▶ [Written exercise] Reproduce the records below verbatim, line for line.

▶ [Location annotation dataset excerpts]
══════════
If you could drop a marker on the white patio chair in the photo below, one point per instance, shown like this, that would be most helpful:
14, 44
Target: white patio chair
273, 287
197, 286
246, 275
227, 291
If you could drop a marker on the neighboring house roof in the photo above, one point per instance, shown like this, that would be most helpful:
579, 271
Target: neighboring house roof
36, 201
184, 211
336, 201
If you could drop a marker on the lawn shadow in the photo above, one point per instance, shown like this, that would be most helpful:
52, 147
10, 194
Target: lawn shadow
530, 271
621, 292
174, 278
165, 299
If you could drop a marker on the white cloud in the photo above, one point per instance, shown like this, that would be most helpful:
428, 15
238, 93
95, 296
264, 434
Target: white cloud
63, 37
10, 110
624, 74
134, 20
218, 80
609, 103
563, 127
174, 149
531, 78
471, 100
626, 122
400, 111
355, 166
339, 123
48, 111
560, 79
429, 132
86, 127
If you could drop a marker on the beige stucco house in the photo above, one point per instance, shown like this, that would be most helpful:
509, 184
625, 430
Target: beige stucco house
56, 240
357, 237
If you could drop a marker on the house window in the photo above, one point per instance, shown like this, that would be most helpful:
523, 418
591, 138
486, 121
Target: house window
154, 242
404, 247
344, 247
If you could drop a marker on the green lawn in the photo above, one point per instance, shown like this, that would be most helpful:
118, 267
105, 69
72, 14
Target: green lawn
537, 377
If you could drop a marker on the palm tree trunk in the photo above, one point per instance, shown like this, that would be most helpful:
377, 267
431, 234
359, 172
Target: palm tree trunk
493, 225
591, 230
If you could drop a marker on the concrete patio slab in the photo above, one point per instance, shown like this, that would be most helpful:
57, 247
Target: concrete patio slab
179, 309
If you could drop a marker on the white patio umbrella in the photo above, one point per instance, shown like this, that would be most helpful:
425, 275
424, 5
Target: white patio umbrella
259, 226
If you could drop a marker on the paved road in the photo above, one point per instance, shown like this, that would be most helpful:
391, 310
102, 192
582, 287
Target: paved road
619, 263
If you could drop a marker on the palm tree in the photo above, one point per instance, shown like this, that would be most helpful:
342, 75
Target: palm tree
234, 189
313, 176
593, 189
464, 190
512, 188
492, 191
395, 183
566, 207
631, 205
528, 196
══════════
▶ [Exercise answer]
If you could drop a marker on the white patio chair in the photo below, one point per instance, shown like this, that would be most helpful:
14, 44
Target: white patio chair
273, 287
197, 286
246, 275
227, 291
If you could drop a marker on the neighboring house roof in the photo above, one point per instance, shown like this, that would be most helpful:
579, 271
Target: neighboring house roof
36, 201
184, 211
336, 201
If you could drop a marker on the lawn shadow in the photo above, one point per instance, shown like this, that would be most helpful:
52, 147
10, 194
Target: lawn shadow
530, 271
621, 292
174, 278
165, 299
If you could drop a marker on the white cloud in the photo above, one point per instance, shown like this, that would be most helpful:
428, 15
238, 93
95, 296
264, 434
Target: white cloud
63, 37
10, 110
624, 74
134, 20
218, 80
609, 103
563, 127
174, 149
531, 78
471, 100
626, 122
400, 111
355, 166
339, 123
48, 111
560, 79
429, 132
86, 127
If you could drop a marker on the beige stucco house in the photo above, one point per instance, shown like this, that would be most helpful:
509, 184
625, 430
Target: beige stucco house
56, 240
357, 237
If you could drop a marker on the house window in the photo above, one point per instance, shown like this, that would be most helpful:
523, 418
591, 138
486, 121
Target: house window
154, 242
404, 247
344, 247
If you could drop a marker on the green lawn in the photo above, one point per instance, shown like this, that would be most helpful:
118, 267
105, 69
72, 14
Target: green lawn
537, 377
If you could drop a marker on the palm tree trunk in the photo above, one point per instance, shown like this, that would be most helpful:
377, 267
431, 234
359, 172
Target: palm tree trunk
493, 225
591, 230
If you could drop a marker on the concrete patio slab in the photo above, one point per instance, shown like this, that would be most helpful:
57, 247
Target: concrete patio slab
179, 309
If you could drop a marker on the white patio umbrella in the photo above, one point per instance, shown like this, that would be most helpful:
425, 275
424, 5
Target: white patio umbrella
259, 226
If you could drop a marker on the paved road in the photo above, one point per instance, shown like this, that would be most helpful:
391, 310
102, 192
582, 287
Target: paved road
619, 263
If you could drop a marker on the palm tree in the photo above, one point per instance, shown like this, that would be most helpful:
342, 75
Target: palm tree
234, 189
313, 176
593, 189
464, 190
512, 188
492, 191
395, 183
566, 207
631, 205
528, 196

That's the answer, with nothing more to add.